● **Aim of the exercise**
Could you rewrite the entries from the line holding "Target: bush" through the end of the entries, inclusive, changing "bare tree" to "leafless tree" and leaving everything else the same?

● **Materials provided**
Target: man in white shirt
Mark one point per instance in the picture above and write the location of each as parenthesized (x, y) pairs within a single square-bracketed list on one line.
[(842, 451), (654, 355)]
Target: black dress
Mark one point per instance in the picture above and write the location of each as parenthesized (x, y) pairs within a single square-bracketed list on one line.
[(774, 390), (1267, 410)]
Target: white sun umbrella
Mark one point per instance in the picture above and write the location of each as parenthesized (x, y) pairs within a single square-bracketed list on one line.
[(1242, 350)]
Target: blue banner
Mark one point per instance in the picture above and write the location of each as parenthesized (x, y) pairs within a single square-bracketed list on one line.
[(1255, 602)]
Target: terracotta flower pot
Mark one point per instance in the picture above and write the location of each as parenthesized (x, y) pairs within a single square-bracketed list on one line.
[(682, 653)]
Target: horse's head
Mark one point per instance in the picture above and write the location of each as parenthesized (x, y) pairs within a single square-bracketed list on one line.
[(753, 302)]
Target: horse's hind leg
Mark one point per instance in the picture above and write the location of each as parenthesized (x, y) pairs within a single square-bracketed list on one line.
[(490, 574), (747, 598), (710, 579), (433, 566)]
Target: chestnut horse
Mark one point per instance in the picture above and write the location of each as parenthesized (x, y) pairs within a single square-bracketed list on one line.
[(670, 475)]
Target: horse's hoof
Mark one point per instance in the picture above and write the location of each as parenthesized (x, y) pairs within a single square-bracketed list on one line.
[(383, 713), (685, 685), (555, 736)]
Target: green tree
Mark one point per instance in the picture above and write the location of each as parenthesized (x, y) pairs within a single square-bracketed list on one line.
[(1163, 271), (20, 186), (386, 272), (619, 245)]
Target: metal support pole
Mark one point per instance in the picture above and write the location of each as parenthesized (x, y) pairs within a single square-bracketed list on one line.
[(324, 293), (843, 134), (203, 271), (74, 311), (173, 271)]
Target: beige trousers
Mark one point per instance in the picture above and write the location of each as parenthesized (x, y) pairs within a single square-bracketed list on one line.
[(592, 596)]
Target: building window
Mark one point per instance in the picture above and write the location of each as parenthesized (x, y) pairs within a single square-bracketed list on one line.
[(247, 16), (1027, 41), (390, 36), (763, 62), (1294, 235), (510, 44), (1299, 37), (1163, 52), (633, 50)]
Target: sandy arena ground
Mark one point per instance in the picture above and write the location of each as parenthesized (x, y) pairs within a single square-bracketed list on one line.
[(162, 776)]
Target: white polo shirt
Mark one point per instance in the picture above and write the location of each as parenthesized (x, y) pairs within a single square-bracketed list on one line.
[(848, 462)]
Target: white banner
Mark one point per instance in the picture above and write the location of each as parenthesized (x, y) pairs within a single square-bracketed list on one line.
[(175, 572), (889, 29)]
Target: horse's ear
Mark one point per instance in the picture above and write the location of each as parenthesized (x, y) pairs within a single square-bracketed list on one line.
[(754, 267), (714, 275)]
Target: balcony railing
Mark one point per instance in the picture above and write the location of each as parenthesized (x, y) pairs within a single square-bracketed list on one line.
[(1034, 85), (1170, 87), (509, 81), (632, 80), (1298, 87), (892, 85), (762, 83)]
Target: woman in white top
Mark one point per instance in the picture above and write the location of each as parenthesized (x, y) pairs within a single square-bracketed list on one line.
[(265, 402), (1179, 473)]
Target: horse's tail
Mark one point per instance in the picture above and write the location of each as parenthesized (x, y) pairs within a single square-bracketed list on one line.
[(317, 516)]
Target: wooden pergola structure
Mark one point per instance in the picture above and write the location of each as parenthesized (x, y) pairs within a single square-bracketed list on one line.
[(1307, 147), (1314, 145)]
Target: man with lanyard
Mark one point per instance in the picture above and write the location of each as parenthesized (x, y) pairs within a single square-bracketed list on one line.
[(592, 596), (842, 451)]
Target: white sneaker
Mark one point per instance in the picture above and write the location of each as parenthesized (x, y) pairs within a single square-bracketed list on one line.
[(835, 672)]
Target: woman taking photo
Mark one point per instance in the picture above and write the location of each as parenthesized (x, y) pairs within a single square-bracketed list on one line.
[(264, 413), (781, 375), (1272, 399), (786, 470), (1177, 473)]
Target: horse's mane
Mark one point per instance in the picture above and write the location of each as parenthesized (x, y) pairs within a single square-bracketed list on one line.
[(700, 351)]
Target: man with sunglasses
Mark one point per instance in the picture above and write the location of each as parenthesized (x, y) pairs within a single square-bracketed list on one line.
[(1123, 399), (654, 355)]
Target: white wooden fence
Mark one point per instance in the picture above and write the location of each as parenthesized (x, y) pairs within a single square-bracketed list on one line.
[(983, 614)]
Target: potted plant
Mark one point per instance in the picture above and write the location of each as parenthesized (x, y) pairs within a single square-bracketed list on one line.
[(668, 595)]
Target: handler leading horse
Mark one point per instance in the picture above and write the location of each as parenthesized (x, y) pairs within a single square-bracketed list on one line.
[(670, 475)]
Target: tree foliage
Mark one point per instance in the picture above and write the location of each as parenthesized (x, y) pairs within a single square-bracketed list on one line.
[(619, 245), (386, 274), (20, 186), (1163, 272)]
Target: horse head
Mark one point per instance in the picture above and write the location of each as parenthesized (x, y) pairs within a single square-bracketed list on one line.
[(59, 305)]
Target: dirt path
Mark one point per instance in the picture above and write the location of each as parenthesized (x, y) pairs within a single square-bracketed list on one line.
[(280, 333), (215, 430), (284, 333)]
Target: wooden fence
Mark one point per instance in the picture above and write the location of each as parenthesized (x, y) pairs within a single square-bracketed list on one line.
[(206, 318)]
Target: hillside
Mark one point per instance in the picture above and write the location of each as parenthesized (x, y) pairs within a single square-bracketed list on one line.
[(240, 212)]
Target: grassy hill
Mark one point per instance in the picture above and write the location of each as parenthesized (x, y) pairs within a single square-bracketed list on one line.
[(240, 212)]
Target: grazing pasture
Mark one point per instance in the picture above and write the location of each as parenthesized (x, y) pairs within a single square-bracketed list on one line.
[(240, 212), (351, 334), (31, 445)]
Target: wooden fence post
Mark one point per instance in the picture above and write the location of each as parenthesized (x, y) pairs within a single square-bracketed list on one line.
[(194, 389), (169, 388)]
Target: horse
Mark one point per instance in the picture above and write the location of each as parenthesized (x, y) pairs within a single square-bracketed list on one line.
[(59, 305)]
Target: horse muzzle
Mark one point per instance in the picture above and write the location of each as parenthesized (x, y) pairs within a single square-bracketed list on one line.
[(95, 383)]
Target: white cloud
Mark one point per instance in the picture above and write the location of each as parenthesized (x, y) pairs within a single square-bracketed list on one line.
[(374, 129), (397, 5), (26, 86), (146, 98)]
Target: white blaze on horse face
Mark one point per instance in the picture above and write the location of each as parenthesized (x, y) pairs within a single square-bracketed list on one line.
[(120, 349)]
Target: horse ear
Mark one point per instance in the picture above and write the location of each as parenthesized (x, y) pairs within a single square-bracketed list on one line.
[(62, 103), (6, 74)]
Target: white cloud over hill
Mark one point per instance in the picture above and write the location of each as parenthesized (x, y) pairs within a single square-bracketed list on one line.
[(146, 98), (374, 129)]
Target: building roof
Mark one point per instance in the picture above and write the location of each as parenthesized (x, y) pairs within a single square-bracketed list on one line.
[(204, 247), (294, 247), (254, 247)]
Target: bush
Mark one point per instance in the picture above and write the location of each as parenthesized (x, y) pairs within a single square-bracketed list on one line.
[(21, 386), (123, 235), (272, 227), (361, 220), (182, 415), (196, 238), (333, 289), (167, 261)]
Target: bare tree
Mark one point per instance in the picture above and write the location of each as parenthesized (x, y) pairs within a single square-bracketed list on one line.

● **Task solution**
Target: bush
Mark one point per instance in the picture above and write the location of each as parenthesized (x, y) pairs within a single square-bracketed list on one line.
[(21, 386), (123, 235), (272, 227), (361, 220), (182, 415), (196, 238), (333, 289), (167, 261)]
Target: leafless tree
Mark one point per instance in the picture above and write the location of each as parenthesized (x, y) pairs within a single square-bracketed list on one line.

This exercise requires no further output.